What needs to be done = Report how many of the lines below contain the string "green". Give only the number.

Data shown =
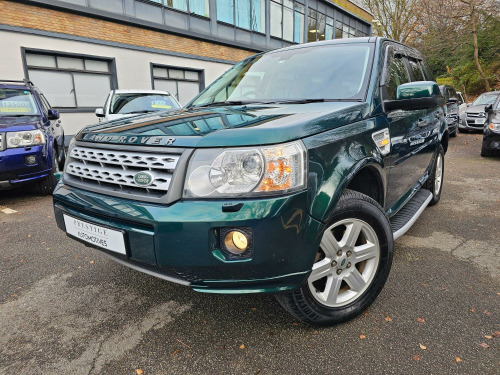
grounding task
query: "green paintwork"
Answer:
[54,38,446,294]
[396,82,440,100]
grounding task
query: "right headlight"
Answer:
[7,129,45,148]
[184,141,307,198]
[488,122,500,132]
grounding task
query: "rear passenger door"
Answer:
[407,57,446,180]
[383,49,420,208]
[383,49,438,209]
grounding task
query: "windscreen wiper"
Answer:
[123,110,157,115]
[265,99,361,104]
[188,100,262,108]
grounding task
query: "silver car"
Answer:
[458,91,500,132]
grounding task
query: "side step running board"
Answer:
[390,189,432,240]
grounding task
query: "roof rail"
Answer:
[0,78,35,86]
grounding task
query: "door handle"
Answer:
[417,119,427,128]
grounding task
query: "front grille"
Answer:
[65,146,180,198]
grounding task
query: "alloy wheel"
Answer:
[434,154,443,195]
[308,219,380,307]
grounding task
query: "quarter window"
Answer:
[217,0,266,33]
[153,65,204,105]
[26,51,116,108]
[270,0,305,43]
[408,60,425,81]
[387,56,410,100]
[166,0,209,17]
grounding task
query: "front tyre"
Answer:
[38,148,60,195]
[424,145,444,206]
[276,190,393,326]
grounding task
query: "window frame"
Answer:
[269,0,304,44]
[149,0,211,20]
[149,62,205,107]
[21,47,118,113]
[215,0,267,32]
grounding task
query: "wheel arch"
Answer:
[312,158,387,223]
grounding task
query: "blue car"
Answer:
[0,80,66,195]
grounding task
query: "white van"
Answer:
[95,90,182,122]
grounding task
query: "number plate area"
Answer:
[63,215,127,255]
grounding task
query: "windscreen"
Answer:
[472,94,500,105]
[0,88,39,116]
[109,93,180,115]
[190,43,372,106]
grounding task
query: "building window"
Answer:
[335,21,356,39]
[152,64,205,105]
[164,0,210,18]
[217,0,266,33]
[25,51,116,109]
[271,0,305,43]
[307,9,335,42]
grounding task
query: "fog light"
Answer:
[224,230,248,255]
[24,155,36,165]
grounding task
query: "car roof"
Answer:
[264,36,422,58]
[113,89,172,95]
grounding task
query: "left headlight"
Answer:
[488,122,500,132]
[184,141,307,198]
[7,130,45,148]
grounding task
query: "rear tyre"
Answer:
[276,190,393,326]
[481,143,495,157]
[38,149,60,195]
[424,145,444,206]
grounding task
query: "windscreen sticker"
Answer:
[0,107,31,113]
[0,100,31,113]
[151,100,172,109]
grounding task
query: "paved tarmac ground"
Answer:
[0,134,500,375]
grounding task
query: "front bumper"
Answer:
[458,115,486,131]
[53,182,323,293]
[483,128,500,151]
[0,145,50,189]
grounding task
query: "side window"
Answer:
[36,91,50,116]
[420,61,435,81]
[408,60,425,81]
[102,93,111,113]
[444,87,450,102]
[40,94,52,110]
[387,55,410,100]
[450,89,458,99]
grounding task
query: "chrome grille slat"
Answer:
[70,146,179,170]
[65,145,181,198]
[66,161,172,191]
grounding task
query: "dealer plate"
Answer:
[63,214,127,255]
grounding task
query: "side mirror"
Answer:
[384,81,440,112]
[95,108,104,117]
[47,109,61,120]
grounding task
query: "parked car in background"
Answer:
[54,38,448,325]
[95,90,181,121]
[458,91,500,132]
[0,80,66,195]
[457,91,468,125]
[439,85,462,137]
[481,100,500,156]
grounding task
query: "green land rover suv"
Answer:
[54,38,448,325]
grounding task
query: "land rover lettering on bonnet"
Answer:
[54,38,449,326]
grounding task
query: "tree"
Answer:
[364,0,423,43]
[459,0,499,91]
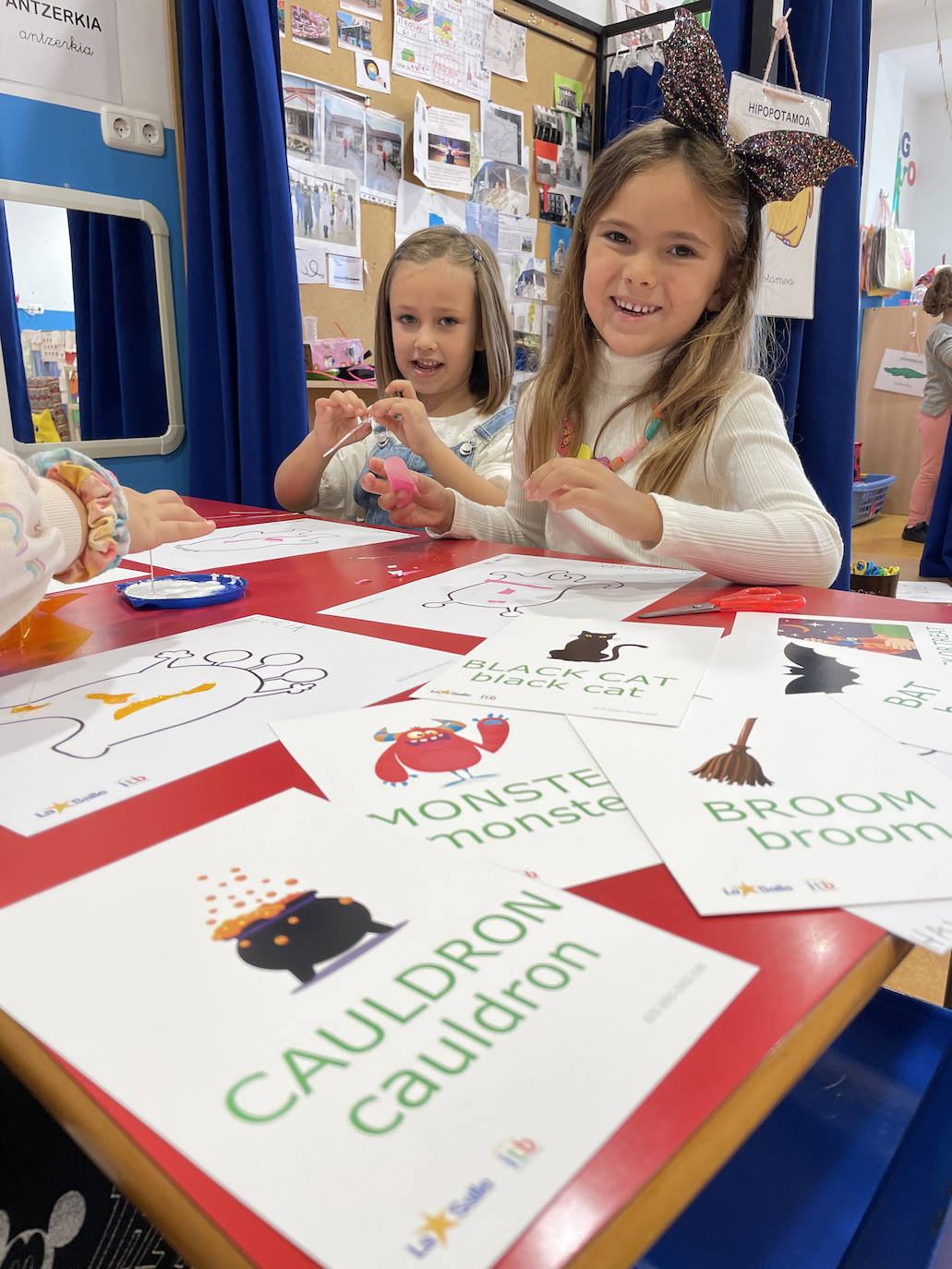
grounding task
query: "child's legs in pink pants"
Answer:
[907,410,949,528]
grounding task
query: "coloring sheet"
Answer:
[414,614,721,727]
[45,569,145,595]
[572,696,952,916]
[698,613,952,750]
[0,790,756,1269]
[126,516,410,573]
[328,554,704,635]
[0,617,451,835]
[271,700,660,886]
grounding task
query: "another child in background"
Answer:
[274,224,515,526]
[902,269,952,542]
[363,15,851,586]
[0,448,214,634]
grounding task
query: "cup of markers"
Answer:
[850,560,898,599]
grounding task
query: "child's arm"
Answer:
[274,391,370,512]
[369,380,505,506]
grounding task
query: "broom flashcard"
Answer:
[271,700,660,886]
[572,695,952,916]
[414,614,721,727]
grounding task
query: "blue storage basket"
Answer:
[853,476,897,524]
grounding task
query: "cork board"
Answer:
[856,306,937,515]
[281,0,597,347]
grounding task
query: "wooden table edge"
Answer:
[566,934,911,1269]
[0,936,910,1269]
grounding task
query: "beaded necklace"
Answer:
[559,406,661,472]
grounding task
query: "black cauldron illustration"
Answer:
[214,889,393,984]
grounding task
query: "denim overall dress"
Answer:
[355,405,515,532]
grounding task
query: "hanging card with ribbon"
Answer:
[728,74,830,318]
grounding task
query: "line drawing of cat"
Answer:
[548,631,647,661]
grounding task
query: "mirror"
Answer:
[0,180,184,458]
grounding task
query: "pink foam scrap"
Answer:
[383,454,416,508]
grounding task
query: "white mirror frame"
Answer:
[0,180,186,459]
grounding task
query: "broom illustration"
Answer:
[691,719,773,784]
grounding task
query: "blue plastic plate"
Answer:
[115,573,247,608]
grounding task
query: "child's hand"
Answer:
[523,458,664,547]
[369,380,441,467]
[360,458,456,533]
[312,390,370,453]
[123,489,214,553]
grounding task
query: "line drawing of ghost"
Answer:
[421,569,655,617]
[176,523,340,554]
[0,648,328,759]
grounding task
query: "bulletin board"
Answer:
[281,0,597,347]
[856,305,938,515]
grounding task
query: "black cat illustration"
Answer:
[548,631,647,661]
[783,644,860,696]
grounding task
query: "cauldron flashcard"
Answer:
[273,700,658,886]
[414,614,721,727]
[126,516,413,573]
[328,554,702,634]
[0,617,452,835]
[572,696,952,916]
[0,790,756,1269]
[698,613,952,750]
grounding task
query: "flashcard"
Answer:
[328,554,702,634]
[126,516,411,573]
[698,613,952,750]
[271,700,660,886]
[414,614,721,727]
[572,696,952,916]
[0,617,453,836]
[0,790,756,1269]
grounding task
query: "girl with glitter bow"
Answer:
[362,11,856,586]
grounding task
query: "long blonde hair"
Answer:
[525,119,760,493]
[373,224,515,414]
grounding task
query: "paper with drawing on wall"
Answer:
[273,700,660,886]
[126,515,411,573]
[414,613,721,727]
[0,790,756,1269]
[572,696,952,916]
[0,615,451,836]
[328,553,702,634]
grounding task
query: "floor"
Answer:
[851,515,952,1005]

Result of the exercise = 2